— Start of SOURCE RECORDS —
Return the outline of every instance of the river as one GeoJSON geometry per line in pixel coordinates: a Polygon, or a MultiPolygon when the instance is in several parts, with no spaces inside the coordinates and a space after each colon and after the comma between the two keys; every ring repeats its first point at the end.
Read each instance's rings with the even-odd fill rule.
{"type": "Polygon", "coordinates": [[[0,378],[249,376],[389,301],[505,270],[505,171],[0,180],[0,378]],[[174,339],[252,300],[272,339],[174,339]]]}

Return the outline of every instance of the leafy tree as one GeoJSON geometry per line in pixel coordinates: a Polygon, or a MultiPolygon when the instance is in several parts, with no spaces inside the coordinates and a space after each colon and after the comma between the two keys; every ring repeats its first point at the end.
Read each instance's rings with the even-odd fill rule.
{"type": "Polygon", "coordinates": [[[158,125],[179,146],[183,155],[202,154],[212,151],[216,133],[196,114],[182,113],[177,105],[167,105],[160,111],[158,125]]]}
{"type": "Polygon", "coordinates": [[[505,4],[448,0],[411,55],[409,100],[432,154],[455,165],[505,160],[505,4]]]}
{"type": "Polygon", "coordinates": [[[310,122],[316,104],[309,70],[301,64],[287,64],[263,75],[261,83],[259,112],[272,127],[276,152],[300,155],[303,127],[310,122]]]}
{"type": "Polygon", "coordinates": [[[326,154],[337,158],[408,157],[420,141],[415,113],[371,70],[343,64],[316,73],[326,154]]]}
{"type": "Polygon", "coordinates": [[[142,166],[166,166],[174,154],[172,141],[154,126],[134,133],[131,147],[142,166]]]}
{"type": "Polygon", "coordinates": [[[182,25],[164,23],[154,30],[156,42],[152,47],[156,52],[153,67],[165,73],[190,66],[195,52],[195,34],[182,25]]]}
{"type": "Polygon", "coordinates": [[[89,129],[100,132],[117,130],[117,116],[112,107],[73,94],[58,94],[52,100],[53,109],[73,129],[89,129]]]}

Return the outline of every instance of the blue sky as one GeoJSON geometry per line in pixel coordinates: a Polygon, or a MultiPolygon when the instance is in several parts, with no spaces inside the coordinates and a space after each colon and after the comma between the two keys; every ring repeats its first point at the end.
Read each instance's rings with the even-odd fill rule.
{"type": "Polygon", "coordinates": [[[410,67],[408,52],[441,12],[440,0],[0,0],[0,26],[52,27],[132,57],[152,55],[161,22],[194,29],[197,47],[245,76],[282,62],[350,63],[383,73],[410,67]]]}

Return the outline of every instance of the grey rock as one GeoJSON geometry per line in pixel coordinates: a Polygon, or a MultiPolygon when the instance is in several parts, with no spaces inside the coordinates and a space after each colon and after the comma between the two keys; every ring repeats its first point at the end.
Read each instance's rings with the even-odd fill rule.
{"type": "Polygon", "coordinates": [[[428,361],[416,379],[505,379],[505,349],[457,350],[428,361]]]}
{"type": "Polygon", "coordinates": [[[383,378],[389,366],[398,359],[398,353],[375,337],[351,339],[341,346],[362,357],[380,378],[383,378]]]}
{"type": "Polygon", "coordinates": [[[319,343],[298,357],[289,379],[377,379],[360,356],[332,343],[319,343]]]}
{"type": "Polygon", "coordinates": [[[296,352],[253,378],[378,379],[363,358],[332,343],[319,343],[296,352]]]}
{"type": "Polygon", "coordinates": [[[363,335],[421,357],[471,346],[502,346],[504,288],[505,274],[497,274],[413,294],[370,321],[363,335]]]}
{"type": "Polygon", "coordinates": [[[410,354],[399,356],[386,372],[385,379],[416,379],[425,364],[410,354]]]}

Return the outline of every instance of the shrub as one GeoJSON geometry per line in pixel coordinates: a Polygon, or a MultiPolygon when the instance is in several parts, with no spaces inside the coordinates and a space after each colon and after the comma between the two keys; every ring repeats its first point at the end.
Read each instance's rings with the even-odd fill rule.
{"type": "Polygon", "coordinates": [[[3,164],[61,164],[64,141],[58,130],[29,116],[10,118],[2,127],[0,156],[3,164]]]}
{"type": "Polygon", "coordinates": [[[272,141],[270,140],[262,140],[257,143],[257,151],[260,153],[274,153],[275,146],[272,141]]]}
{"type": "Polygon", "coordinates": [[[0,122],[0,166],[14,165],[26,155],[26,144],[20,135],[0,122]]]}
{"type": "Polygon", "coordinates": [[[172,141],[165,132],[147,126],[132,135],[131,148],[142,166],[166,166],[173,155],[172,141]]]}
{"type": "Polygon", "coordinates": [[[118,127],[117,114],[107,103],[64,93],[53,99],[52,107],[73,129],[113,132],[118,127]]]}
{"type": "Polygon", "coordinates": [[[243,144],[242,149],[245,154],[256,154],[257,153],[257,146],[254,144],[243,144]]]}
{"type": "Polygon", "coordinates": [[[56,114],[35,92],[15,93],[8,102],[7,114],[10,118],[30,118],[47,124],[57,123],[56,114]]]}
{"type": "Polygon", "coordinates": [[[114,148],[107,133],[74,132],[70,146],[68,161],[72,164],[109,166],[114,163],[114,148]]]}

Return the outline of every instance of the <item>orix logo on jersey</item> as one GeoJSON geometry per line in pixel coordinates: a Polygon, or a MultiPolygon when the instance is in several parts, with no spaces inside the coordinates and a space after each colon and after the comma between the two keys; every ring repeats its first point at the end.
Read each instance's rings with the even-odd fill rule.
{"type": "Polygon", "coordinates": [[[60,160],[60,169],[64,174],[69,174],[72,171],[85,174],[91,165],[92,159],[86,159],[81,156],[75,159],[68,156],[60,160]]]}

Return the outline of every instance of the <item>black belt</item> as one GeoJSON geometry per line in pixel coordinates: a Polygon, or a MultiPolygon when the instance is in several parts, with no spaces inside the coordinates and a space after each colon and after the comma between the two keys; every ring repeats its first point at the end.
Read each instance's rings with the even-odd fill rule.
— End of SOURCE RECORDS —
_GIVEN PROBLEM_:
Reproduce every line of the data above without any changes.

_THE RESULT_:
Return the outline of every instance of the river as one GeoJSON geometry per line in pixel coordinates: a Polygon, or a MultiPolygon when the instance is in several parts, with no spaces inside the coordinates and a space after each colon and after the comma between the two keys; every ring repeats its first point at the end.
Read each instance's rings with the even-odd fill rule.
{"type": "Polygon", "coordinates": [[[0,378],[249,376],[389,301],[505,270],[505,171],[0,180],[0,378]],[[174,339],[252,300],[272,339],[174,339]]]}

Return the outline of every instance of the leafy tree as one GeoJSON geometry per line in pixel coordinates: a Polygon, or a MultiPolygon when the instance is in several parts, with no spaces inside the coordinates and a space after each colon and after the comma between the two keys; every ring repeats its first point at the end.
Read each instance's rings with the even-odd fill rule.
{"type": "Polygon", "coordinates": [[[158,125],[179,146],[183,155],[202,154],[212,151],[216,133],[196,114],[182,113],[177,105],[167,105],[160,111],[158,125]]]}
{"type": "Polygon", "coordinates": [[[505,4],[448,0],[411,55],[409,100],[432,154],[455,165],[505,160],[505,4]]]}
{"type": "Polygon", "coordinates": [[[310,122],[316,104],[309,70],[301,64],[287,64],[263,75],[261,83],[259,112],[272,127],[276,152],[300,155],[303,127],[310,122]]]}
{"type": "Polygon", "coordinates": [[[326,154],[337,158],[408,157],[420,141],[415,113],[371,70],[343,64],[316,73],[326,154]]]}
{"type": "Polygon", "coordinates": [[[142,166],[166,166],[174,154],[172,141],[154,126],[134,133],[131,147],[142,166]]]}
{"type": "Polygon", "coordinates": [[[182,25],[164,23],[154,30],[156,42],[152,47],[156,52],[153,67],[165,73],[190,66],[195,52],[195,34],[182,25]]]}
{"type": "Polygon", "coordinates": [[[89,129],[100,132],[117,130],[117,116],[112,107],[73,94],[58,94],[52,100],[53,109],[73,129],[89,129]]]}

Return the outline of every instance of the blue sky as one GeoJSON geometry per line in pixel coordinates: a Polygon, or a MultiPolygon when the instance is in several parts, with no spaces inside the coordinates and a space after each colon and after the comma between the two keys; every ring repeats its first point at the end.
Read each instance's rings with the even-odd fill rule.
{"type": "Polygon", "coordinates": [[[410,67],[408,52],[441,12],[440,0],[0,0],[0,26],[52,27],[132,57],[152,55],[161,22],[194,29],[197,47],[245,76],[282,62],[350,63],[383,73],[410,67]]]}

Return the outline of every instance of the grey rock as one GeoJSON geometry per line in pixel coordinates: a Polygon, or a MultiPolygon when the instance is in several parts, with no spaces inside the coordinates and a space after each colon and after the comma between the two keys; every ring repeats its first point at the end.
Read each instance's rings with the even-odd fill rule.
{"type": "Polygon", "coordinates": [[[428,361],[416,379],[505,379],[505,349],[457,350],[428,361]]]}
{"type": "Polygon", "coordinates": [[[383,378],[389,366],[398,359],[398,353],[375,337],[351,339],[341,346],[362,357],[380,378],[383,378]]]}
{"type": "Polygon", "coordinates": [[[319,343],[298,357],[289,379],[377,379],[360,356],[332,343],[319,343]]]}
{"type": "Polygon", "coordinates": [[[296,352],[253,378],[378,379],[363,358],[332,343],[319,343],[296,352]]]}
{"type": "Polygon", "coordinates": [[[363,335],[421,357],[471,346],[502,346],[504,288],[505,274],[497,274],[413,294],[370,321],[363,335]]]}
{"type": "Polygon", "coordinates": [[[410,354],[399,356],[386,372],[385,379],[416,379],[425,364],[410,354]]]}

Return the outline of every instance of the shrub as one GeoJSON geometry per line in pixel coordinates: a Polygon, or a MultiPolygon when the instance is in several parts, with no spaces inside the coordinates and a space after each colon and after the comma between the two keys; every ring repeats its first point at the end.
Read each instance's rings with the even-odd fill rule.
{"type": "Polygon", "coordinates": [[[3,164],[61,164],[64,141],[58,130],[29,116],[10,118],[2,127],[0,156],[3,164]]]}
{"type": "Polygon", "coordinates": [[[272,141],[270,140],[262,140],[257,143],[257,151],[260,153],[274,153],[275,146],[272,141]]]}
{"type": "Polygon", "coordinates": [[[0,122],[0,166],[14,165],[26,155],[26,144],[20,135],[0,122]]]}
{"type": "Polygon", "coordinates": [[[172,141],[165,132],[147,126],[132,135],[131,148],[142,166],[166,166],[173,155],[172,141]]]}
{"type": "Polygon", "coordinates": [[[118,127],[117,114],[107,103],[64,93],[53,99],[52,107],[73,129],[113,132],[118,127]]]}
{"type": "Polygon", "coordinates": [[[243,144],[242,149],[245,154],[256,154],[257,153],[257,146],[254,144],[243,144]]]}
{"type": "Polygon", "coordinates": [[[56,114],[35,92],[15,93],[8,102],[7,114],[10,118],[30,118],[47,124],[57,123],[56,114]]]}
{"type": "Polygon", "coordinates": [[[114,148],[107,133],[74,132],[70,146],[68,161],[72,164],[109,166],[114,163],[114,148]]]}

Return the outline of every instance of the <item>orix logo on jersey</item> as one GeoJSON geometry per line in pixel coordinates: a Polygon, or a MultiPolygon when the instance is in several parts, with no spaces inside the coordinates and a space after each colon and after the comma between the two keys; every ring repeats its first point at the end.
Read each instance's rings with the even-odd fill rule.
{"type": "Polygon", "coordinates": [[[60,160],[60,169],[64,174],[69,174],[72,171],[85,174],[91,165],[92,159],[86,159],[81,156],[75,159],[68,156],[60,160]]]}

Return the outline of every instance of the <item>black belt</item> as one GeoJSON geometry per line in pixel coordinates: a Polygon, or a MultiPolygon when the instance is in several parts, with no spaces inside the coordinates and a space after each colon and after the comma between the two keys; every ring repeats its first point at the end.
Read each instance's rings with the even-odd fill rule.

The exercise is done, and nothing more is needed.